将Anchor框的变量 Y 的形状改变为(图像高度，图像宽度，以同一像素为中心的Anchor框数量，4)后，我们可以得到以指定像素为中心的所有Anchor框。在下面的例子中，我们访问第一个以(250,250)为中心的Anchor框。它有四个元素:位于Anchor框左上角的x、y轴坐标和位于Anchor框右下角的x、y轴坐标。x 轴和 y 轴的坐标值分别除以图像的宽度和高度，取值范围为 $0 \thicksim 1$。

boxes = Y.reshape(h, w, 5, 4)
boxes[250, 250, 0, :]

输出：

tensor([0.06, 0.07, 0.63, 0.82])

为了描述图像中以一个像素为中心的所有Anchor框，我们首先定义 show_bboxes 函数来在图像上绘制多个边界框。

#@save
def show_bboxes(axes, bboxes, labels=None, colors=None):
    """Show bounding boxes."""
    def _make_list(obj, default_values=None):
        if obj is None:
            obj = default_values
        elif not isinstance(obj, (list, tuple)):
            obj = [obj]
        return obj

    labels = _make_list(labels)
    colors = _make_list(colors, ['b', 'g', 'r', 'm', 'c'])
    for i, bbox in enumerate(bboxes):
        color = colors[i % len(colors)]
        rect = d2l.bbox_to_rect(bbox.detach().numpy(), color)
        axes.add_patch(rect)
        if labels and len(labels) > i:
            text_color = 'k' if color == 'w' else 'w'
            axes.text(rect.xy[0],
                      rect.xy[1],
                      labels[i],
                      va='center',
                      ha='center',
                      fontsize=9,
                      color=text_color,
                      bbox=dict(facecolor=color, lw=0))

正如我们刚才看到的，变量框中的 $x$ 轴和 $y$ 轴的坐标值分别除以图像的宽度和高度。在绘制图像时，我们需要恢复Anchor框的原始坐标值，因此定义变量 bbox_scale。现在，我们可以在图像中以(250,250)为中心绘制所有Anchor框。如你所见，大小为0.75、宽高比为1的蓝色Anchor框很好地覆盖了图像中的狗。

d2l.set_figsize()
bbox_scale = torch.tensor((w, h, w, h))
fig = d2l.plt.imshow(img)
show_bboxes(fig.axes, boxes[250, 250, :, :] * bbox_scale,
            ['s=0.75, r=1', 's=0.5, r=1', 's=0.25, r=1', 's=0.75, r=2',
             's=0.75, r=0.5'])

Intersection over Union

我们刚刚提到，Anchor框很好地覆盖了图像中的狗。如果目标的真实边界框是已知的，怎么能很好地在这里量化？一种直观的方法是测量Anchor框与真实边界框之间的相似性。我们知道，Jaccard指标可以度量两个集合之间的相似性。给定集合 $A$ 和 $B$，它们的Jaccard指标是它们交集的大小除以它们并集的大小。

******

◆ 任务指示:
请根据原始文档回答：以(250,250)为中心绘制的Anchor框中，哪一个很好地覆盖了图像中的狗？

******

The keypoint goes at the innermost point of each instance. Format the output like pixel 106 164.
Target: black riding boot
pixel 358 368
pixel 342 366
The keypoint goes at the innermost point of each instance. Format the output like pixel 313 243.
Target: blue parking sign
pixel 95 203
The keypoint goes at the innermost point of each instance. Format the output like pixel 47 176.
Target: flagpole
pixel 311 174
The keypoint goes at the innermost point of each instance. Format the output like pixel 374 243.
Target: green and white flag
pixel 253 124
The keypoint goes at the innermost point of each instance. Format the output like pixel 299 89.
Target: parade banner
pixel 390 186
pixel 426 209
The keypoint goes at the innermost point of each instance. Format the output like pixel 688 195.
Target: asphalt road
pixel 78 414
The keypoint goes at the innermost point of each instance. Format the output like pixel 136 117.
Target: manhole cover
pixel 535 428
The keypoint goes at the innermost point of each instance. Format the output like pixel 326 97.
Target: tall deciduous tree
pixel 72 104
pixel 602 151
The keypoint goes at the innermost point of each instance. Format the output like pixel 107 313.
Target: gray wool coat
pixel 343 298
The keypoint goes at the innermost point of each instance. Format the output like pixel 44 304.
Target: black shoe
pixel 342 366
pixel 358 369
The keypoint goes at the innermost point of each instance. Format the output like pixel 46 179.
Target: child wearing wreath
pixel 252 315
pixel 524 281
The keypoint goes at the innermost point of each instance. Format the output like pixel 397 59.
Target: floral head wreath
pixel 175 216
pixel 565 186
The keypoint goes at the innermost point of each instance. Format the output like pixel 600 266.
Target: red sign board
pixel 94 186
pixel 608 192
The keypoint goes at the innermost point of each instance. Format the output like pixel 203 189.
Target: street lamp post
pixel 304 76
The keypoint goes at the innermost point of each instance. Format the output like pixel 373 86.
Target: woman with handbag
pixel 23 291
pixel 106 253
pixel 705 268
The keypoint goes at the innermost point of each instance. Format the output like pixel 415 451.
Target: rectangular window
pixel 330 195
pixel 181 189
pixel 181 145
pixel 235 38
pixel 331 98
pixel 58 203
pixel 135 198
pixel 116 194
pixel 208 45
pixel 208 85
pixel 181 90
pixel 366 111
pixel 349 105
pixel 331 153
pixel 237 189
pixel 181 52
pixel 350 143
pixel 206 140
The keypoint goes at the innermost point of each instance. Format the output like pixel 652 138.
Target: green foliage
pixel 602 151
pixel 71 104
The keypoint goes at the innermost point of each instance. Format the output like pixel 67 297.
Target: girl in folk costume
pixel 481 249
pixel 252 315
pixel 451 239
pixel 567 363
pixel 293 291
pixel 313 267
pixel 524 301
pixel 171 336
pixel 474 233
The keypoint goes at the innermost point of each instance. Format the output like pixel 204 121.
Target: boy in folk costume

******

◆ 完整回答:
大小为0.75、宽高比为1的蓝色Anchor框。